_WORK TO COMPLETE_: Give the data below again, word for word.

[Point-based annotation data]

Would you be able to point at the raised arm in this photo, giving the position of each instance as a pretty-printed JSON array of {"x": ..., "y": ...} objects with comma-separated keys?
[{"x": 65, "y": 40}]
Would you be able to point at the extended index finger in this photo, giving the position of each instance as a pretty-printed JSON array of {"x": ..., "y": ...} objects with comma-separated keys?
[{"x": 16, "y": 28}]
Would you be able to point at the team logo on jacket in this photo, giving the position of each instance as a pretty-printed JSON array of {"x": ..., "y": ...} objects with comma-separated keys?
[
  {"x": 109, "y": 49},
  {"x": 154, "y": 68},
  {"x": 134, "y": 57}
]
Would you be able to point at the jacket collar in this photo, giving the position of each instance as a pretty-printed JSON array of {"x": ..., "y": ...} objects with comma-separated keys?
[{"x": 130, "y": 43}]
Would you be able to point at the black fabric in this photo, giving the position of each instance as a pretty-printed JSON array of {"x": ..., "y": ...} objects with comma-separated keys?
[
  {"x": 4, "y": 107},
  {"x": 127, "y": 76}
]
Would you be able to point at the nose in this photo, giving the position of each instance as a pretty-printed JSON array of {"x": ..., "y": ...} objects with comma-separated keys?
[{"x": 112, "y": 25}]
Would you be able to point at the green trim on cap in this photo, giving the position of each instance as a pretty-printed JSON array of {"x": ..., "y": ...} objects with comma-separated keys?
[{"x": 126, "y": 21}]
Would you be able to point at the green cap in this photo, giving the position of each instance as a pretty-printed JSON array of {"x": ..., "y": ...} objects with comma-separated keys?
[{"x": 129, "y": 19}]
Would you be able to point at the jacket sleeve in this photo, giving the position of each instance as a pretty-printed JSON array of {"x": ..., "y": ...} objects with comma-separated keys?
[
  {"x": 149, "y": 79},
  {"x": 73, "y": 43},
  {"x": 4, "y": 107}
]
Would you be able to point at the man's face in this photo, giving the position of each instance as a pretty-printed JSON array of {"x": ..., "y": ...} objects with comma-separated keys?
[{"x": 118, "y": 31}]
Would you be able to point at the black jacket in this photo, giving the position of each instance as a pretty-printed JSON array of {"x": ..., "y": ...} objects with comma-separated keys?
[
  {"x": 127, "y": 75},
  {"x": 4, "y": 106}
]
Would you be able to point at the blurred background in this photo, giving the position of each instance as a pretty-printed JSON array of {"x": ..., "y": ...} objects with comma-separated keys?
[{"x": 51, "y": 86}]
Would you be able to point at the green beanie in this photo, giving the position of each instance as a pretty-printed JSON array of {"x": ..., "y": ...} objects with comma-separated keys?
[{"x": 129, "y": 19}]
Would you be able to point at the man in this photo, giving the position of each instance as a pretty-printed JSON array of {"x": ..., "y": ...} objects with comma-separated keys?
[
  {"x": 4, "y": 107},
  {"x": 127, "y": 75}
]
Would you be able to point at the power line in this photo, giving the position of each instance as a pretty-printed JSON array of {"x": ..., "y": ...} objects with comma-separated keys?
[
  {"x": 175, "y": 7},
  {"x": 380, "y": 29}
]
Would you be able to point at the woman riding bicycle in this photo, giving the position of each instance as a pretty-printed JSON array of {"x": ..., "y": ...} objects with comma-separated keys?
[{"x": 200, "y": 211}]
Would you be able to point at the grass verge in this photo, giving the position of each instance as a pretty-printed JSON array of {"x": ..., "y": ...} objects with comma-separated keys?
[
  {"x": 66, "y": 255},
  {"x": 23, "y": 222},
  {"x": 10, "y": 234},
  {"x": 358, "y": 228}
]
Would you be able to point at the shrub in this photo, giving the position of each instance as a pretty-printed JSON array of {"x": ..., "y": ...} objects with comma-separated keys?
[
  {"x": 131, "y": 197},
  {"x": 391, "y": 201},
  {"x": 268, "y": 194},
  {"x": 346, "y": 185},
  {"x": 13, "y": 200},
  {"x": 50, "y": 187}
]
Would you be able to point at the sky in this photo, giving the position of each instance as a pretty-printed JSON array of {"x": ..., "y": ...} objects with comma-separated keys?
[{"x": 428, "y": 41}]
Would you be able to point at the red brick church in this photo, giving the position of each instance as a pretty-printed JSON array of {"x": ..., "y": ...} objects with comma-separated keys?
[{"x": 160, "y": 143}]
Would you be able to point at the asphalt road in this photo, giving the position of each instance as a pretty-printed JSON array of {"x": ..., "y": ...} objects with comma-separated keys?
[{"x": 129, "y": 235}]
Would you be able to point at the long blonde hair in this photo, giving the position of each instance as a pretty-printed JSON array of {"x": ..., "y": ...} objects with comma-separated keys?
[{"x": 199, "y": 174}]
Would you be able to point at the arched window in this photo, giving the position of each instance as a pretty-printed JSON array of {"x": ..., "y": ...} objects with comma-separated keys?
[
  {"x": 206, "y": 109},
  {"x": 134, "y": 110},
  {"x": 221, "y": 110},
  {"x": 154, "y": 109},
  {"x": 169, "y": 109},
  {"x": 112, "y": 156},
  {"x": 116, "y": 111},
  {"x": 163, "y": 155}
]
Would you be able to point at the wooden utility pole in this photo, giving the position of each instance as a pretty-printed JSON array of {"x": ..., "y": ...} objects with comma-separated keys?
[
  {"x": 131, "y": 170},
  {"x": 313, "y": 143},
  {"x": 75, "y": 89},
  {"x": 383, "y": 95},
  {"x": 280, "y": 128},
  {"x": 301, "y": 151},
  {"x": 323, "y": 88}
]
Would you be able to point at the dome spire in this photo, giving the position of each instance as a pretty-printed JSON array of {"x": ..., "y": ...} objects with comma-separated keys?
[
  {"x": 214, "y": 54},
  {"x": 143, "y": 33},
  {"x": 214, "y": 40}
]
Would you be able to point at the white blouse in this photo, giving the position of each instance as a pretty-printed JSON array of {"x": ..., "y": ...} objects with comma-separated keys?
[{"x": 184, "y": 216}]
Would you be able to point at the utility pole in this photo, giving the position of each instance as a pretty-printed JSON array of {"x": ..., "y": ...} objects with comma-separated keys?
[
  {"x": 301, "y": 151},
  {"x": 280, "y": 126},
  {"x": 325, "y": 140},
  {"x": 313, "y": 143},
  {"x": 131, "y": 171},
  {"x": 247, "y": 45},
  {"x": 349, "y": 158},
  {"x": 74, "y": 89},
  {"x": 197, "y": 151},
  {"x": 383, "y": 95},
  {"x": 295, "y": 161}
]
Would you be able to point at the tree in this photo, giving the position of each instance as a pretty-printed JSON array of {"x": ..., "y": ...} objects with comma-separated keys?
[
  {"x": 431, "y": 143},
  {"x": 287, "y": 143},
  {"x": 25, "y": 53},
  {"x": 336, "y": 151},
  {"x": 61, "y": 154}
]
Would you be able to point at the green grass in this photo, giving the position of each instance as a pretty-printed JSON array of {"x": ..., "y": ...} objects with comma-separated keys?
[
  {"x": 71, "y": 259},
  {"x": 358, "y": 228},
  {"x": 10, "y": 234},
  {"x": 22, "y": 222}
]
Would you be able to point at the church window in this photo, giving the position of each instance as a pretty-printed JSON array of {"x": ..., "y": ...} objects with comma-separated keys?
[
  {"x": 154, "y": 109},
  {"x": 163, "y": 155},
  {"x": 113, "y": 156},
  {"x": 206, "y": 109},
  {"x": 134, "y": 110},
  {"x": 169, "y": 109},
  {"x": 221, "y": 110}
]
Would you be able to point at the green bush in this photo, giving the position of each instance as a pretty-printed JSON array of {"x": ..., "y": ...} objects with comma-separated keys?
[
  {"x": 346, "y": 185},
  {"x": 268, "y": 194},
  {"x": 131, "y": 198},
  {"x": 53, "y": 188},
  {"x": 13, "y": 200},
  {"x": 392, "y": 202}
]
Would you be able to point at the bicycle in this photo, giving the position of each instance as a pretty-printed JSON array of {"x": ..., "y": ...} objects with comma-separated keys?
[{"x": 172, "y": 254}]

_CORRECT ANSWER_:
Would you be able to point at the raised arm in this photo, giving the position of each instance as a pretty-printed JSON array of {"x": ..., "y": ...} objects with comma-separated keys?
[{"x": 65, "y": 40}]
Would you be able to point at the extended index finger in this photo, giving the position of each instance as a pretty-printed JSON array of {"x": ..., "y": ...} objects with comma-separated keys?
[{"x": 16, "y": 28}]
Would you be able to point at the team logo on jacket in this photo, giving the position of each instance as a pretty-printed JSON array of {"x": ..., "y": ...} objects with comma-separated keys?
[
  {"x": 109, "y": 49},
  {"x": 154, "y": 68},
  {"x": 134, "y": 57}
]
Would you be able to point at the jacket collar in this photo, giving the position of each instance as a pretty-printed JSON array of {"x": ..., "y": ...} objects with comma-separated keys?
[{"x": 130, "y": 43}]
Would you be able to point at the black fabric in this photo, giving the position of each instance as a pretty-printed JSON array of {"x": ..., "y": ...} objects with comma-separated keys?
[
  {"x": 4, "y": 107},
  {"x": 127, "y": 76}
]
Would you be able to point at the nose in this photo, giving the position of each instance as a pretty-printed JSON array of {"x": ..., "y": ...} objects with comma-separated keys?
[{"x": 112, "y": 25}]
Would you be able to point at the green trim on cap in this photo, giving the position of each instance as a pretty-printed JSON array of {"x": ..., "y": ...} objects with comma-separated keys?
[{"x": 126, "y": 21}]
Would you be able to point at the green cap in this photo, giving the position of each instance as a pretty-printed JSON array of {"x": ..., "y": ...} objects with comma-separated keys?
[{"x": 129, "y": 19}]
Would you be able to point at the jacket sleeve in this photo, giving the position of each instance as a pretty-printed JSON array of {"x": ..., "y": ...} objects with comma-separated keys?
[
  {"x": 149, "y": 79},
  {"x": 73, "y": 43},
  {"x": 4, "y": 107}
]
Would you be able to point at the man's face in this photo, giving the position of each instance as a pretty-printed JSON array of {"x": ..., "y": ...} objects with comma-separated keys?
[{"x": 118, "y": 31}]
Would you be able to point at the black jacket in this photo, giving the position of each instance as a pretty-printed JSON array of {"x": ..., "y": ...} objects with comma-separated keys?
[
  {"x": 127, "y": 75},
  {"x": 4, "y": 106}
]
Would you be able to point at the blurred background in this photo, giving the position of each instance as a pretty-printed JSON array of {"x": ..., "y": ...} objects with comma-separated keys?
[{"x": 51, "y": 86}]
Would you be able to point at the green beanie in this photo, giving the position of each instance as a pretty-printed JSON array of {"x": ..., "y": ...} objects with comma-separated keys?
[{"x": 129, "y": 19}]
Would you be able to point at the man in this photo, giving the position of each instance as a pretty-printed JSON array of {"x": ..., "y": ...} objects with comma-separated keys?
[
  {"x": 4, "y": 107},
  {"x": 127, "y": 75}
]
Would you be able to point at the power line in this photo, giving the position of each instance as a pretty-printed JSON array of {"x": ..., "y": ...} objects with comma-separated keys?
[
  {"x": 175, "y": 7},
  {"x": 380, "y": 29}
]
Would you be able to point at the woman riding bicycle in this photo, giving the position of each instance as a pretty-printed JSON array of {"x": ..., "y": ...} objects with comma-separated keys?
[{"x": 200, "y": 211}]
Would you be able to point at the grass verge in this photo, giving the position of each instance as a pretty-printed JSON array of {"x": ..., "y": ...} objects with comma-separated keys?
[
  {"x": 66, "y": 255},
  {"x": 23, "y": 222},
  {"x": 10, "y": 234},
  {"x": 358, "y": 228}
]
Would you be able to point at the shrub in this photo, giving the position of each instance as a pretty-printed JSON array of {"x": ..., "y": ...} objects with comma-separated keys?
[
  {"x": 131, "y": 197},
  {"x": 391, "y": 201},
  {"x": 268, "y": 194},
  {"x": 346, "y": 185},
  {"x": 13, "y": 200},
  {"x": 50, "y": 187}
]
Would you be able to point at the sky in this photo, giving the position of each instance as a pretty-printed JSON array of {"x": ..., "y": ...} objects with comma-separated keys?
[{"x": 428, "y": 41}]
Would you be able to point at the red brick church in this photo, giving the position of each instance as a pretty-printed JSON array of {"x": ..., "y": ...} objects with comma-separated keys?
[{"x": 160, "y": 143}]
Would you be able to point at the asphalt road in this photo, giving the position of each instance as a pretty-printed JSON array of {"x": ..., "y": ...} objects with comma-separated keys?
[{"x": 129, "y": 235}]
Would you be able to point at the long blonde hair in this photo, giving the position of each instance as a pretty-printed JSON array of {"x": ..., "y": ...} objects with comma-separated keys?
[{"x": 199, "y": 174}]
Would you be able to point at the arched window in this photo, giving the position of each instance as a pretty-printed JSON array of {"x": ..., "y": ...} objects with comma-separated keys?
[
  {"x": 206, "y": 109},
  {"x": 134, "y": 110},
  {"x": 221, "y": 110},
  {"x": 154, "y": 109},
  {"x": 169, "y": 109},
  {"x": 112, "y": 156},
  {"x": 116, "y": 111},
  {"x": 163, "y": 155}
]
Would you be able to point at the wooden utility pole in this photo, giving the position of each instance as a pretty-printed JSON array of {"x": ..., "y": ...} objects with comma-separated keys?
[
  {"x": 131, "y": 170},
  {"x": 313, "y": 143},
  {"x": 75, "y": 89},
  {"x": 383, "y": 95},
  {"x": 280, "y": 128},
  {"x": 301, "y": 151},
  {"x": 323, "y": 88}
]
Would you be able to point at the dome spire in this photo, giving the position of each instance as a pretty-printed JSON array of {"x": ..., "y": ...} objects with comma-separated keys?
[
  {"x": 214, "y": 54},
  {"x": 143, "y": 33},
  {"x": 214, "y": 40}
]
Would you be able to point at the white blouse in this photo, giving the position of each instance as a pretty-printed JSON array of {"x": ..., "y": ...} objects with comma-separated keys?
[{"x": 184, "y": 216}]
Would you be able to point at the utility pole in this photo, giving the position of each instance as a pretty-printed JSON array of {"x": ..., "y": ...} objects with comma-separated keys?
[
  {"x": 301, "y": 151},
  {"x": 280, "y": 126},
  {"x": 325, "y": 140},
  {"x": 313, "y": 143},
  {"x": 131, "y": 171},
  {"x": 247, "y": 45},
  {"x": 349, "y": 158},
  {"x": 74, "y": 89},
  {"x": 197, "y": 151},
  {"x": 383, "y": 95},
  {"x": 295, "y": 161}
]
Would you be able to point at the tree in this photo, giving the position of each instance as a pretty-printed JSON array of {"x": ..., "y": ...} objects with comma-separated keys?
[
  {"x": 431, "y": 143},
  {"x": 287, "y": 143},
  {"x": 25, "y": 53},
  {"x": 336, "y": 151},
  {"x": 61, "y": 154}
]
Would you be able to point at the green grass in this photo, giving the position of each instance as a pretty-printed JSON array of {"x": ..., "y": ...} objects with comma-separated keys?
[
  {"x": 71, "y": 259},
  {"x": 358, "y": 228},
  {"x": 10, "y": 234},
  {"x": 22, "y": 222}
]
Would you be able to point at the church window in this photo, giving the position of each instance as a pretty-printed JSON array of {"x": ..., "y": ...} objects with comma-separated keys?
[
  {"x": 154, "y": 109},
  {"x": 163, "y": 155},
  {"x": 113, "y": 156},
  {"x": 206, "y": 109},
  {"x": 134, "y": 110},
  {"x": 169, "y": 109},
  {"x": 221, "y": 110}
]
Would you be able to point at the green bush in this photo, giving the position of each instance as a pretty-printed JSON array of {"x": ..., "y": ...} objects with comma-separated keys?
[
  {"x": 346, "y": 185},
  {"x": 268, "y": 194},
  {"x": 131, "y": 198},
  {"x": 53, "y": 188},
  {"x": 13, "y": 200},
  {"x": 392, "y": 202}
]
Would you be able to point at the bicycle in this photo, giving the position of each instance as a pretty-printed JSON array of {"x": ..., "y": ...} objects with comma-separated keys?
[{"x": 172, "y": 254}]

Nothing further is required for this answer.